In the abstract on salvage treatment of bleeding peptic ulcers, what proportion of patients in the TAE group experienced recurrent bleeding?

- Passage shown:

-- -- --

Background: In patients with bleeding peptic ulcers in whom endoscopic hemostasis fails, surgery usually follows. Transarterial embolization (TAE) has been proposed as an alternative.
Objective: To compare the outcomes of TAE and salvage surgery for patients with peptic ulcers in whom endoscopic hemostasis failed.
Design: Retrospective study.
Setting: A university hospital.
Patients: Patients with peptic ulcer bleeding in whom endoscopic hemostasis failed.
Interventions: TAE and surgery as salvage of peptic ulcer bleeding.
Main outcomes measurements: All-cause mortality, rebleeding, reintervention, and complication rate.
Results: Thirty-two patients underwent TAE and 56 underwent surgery. In those who underwent TAE, the bleeding vessels were gastroduodenal artery (25 patients), left gastric artery (4 patients), right gastric artery (2 patients), and splenic artery (1 patient). Active extravasation was seen in 15 patients (46.9%). Embolization was attempted in 26 patients, and angiographic coiling was successful in 23 patients (88.5%). Bleeding recurred in 11 patients (34.4%) in the TAE group and in 7 patients (12.5%) in the surgery group (P=.01). More complications were observed in patients who underwent surgery (40.6% vs 67.9%, P=.01). There was no difference in 30-day mortality (25% vs 30.4%, P=.77), mean length of hospital stay (17.3 vs 21.6 days, P=.09), and need for transfusion (15.6 vs 14.2 units, P=.60) between the TAE and surgery groups.

-- -- --

(Collected data)

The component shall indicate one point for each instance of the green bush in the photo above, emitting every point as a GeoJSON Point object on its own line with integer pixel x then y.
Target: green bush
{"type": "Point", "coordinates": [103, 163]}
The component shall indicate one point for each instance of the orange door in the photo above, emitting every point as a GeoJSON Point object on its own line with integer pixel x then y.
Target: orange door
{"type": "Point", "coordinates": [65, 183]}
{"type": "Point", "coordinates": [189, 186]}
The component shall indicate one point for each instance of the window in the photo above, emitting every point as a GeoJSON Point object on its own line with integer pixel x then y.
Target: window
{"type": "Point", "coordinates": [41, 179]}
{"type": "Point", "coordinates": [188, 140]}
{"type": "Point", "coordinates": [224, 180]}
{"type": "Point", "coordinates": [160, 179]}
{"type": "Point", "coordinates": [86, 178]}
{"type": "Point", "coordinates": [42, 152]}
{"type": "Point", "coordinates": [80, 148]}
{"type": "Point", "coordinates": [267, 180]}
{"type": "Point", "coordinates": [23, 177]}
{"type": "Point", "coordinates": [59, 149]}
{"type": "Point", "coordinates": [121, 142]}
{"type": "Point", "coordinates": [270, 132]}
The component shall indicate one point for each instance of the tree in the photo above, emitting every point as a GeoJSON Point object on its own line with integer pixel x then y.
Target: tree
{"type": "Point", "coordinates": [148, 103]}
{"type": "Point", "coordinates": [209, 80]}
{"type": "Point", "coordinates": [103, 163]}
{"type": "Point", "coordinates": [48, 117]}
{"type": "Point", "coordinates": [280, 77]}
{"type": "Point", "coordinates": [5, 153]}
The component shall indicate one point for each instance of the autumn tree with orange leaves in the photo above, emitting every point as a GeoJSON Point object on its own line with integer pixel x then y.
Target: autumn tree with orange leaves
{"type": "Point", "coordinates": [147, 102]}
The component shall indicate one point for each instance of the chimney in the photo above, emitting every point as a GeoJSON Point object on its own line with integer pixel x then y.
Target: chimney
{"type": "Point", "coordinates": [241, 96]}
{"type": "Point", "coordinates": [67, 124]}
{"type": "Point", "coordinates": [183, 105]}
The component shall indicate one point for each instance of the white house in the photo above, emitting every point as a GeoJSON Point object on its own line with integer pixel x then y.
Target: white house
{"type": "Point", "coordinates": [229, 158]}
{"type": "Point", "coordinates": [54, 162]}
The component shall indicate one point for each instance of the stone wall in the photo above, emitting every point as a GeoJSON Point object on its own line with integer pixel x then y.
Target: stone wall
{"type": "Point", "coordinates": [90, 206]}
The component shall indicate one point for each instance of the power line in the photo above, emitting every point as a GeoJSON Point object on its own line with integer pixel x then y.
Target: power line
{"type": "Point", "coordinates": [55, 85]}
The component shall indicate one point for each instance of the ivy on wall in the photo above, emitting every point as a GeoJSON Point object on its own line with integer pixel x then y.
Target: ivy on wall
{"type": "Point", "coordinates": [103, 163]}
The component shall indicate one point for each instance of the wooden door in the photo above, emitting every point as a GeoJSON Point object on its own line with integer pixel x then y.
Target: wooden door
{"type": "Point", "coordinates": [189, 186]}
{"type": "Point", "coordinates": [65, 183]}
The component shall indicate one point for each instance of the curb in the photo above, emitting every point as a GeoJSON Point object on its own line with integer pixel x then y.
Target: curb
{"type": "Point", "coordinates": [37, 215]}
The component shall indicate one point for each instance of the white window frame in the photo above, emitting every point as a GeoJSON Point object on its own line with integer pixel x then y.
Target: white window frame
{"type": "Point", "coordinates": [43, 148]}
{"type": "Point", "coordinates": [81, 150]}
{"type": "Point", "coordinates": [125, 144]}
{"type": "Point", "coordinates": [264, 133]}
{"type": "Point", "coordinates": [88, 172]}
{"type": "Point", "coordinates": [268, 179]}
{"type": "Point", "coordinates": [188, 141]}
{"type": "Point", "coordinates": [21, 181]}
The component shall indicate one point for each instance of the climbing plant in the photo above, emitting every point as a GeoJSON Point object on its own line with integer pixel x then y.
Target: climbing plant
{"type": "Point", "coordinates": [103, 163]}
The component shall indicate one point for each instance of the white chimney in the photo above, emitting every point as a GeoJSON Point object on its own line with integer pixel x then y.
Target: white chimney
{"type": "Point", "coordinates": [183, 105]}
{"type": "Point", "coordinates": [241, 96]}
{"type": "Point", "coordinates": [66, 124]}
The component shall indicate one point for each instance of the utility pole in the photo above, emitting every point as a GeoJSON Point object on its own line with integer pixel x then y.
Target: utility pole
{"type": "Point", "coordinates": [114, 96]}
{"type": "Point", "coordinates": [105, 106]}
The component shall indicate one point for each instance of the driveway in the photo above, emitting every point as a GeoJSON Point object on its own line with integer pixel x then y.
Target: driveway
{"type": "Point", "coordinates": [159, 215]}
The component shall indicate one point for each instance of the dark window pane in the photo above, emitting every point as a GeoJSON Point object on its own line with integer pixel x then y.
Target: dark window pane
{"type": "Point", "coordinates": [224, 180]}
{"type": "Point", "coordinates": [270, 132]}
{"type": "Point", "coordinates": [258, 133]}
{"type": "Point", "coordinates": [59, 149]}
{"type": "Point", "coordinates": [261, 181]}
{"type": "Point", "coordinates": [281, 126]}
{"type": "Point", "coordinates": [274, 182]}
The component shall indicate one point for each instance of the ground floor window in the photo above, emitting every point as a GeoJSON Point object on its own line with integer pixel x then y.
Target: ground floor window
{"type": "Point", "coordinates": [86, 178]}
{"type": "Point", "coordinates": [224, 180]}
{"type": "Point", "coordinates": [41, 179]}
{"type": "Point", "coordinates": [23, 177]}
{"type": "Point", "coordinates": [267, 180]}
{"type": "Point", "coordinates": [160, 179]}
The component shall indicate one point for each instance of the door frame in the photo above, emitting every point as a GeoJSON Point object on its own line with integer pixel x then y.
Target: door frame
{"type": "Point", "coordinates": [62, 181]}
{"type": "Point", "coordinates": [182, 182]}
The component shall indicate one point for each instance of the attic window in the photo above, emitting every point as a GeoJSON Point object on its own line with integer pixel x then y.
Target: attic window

-- -- --

- Task output:
Bleeding recurred in 11 patients (34.4%) in the TAE group.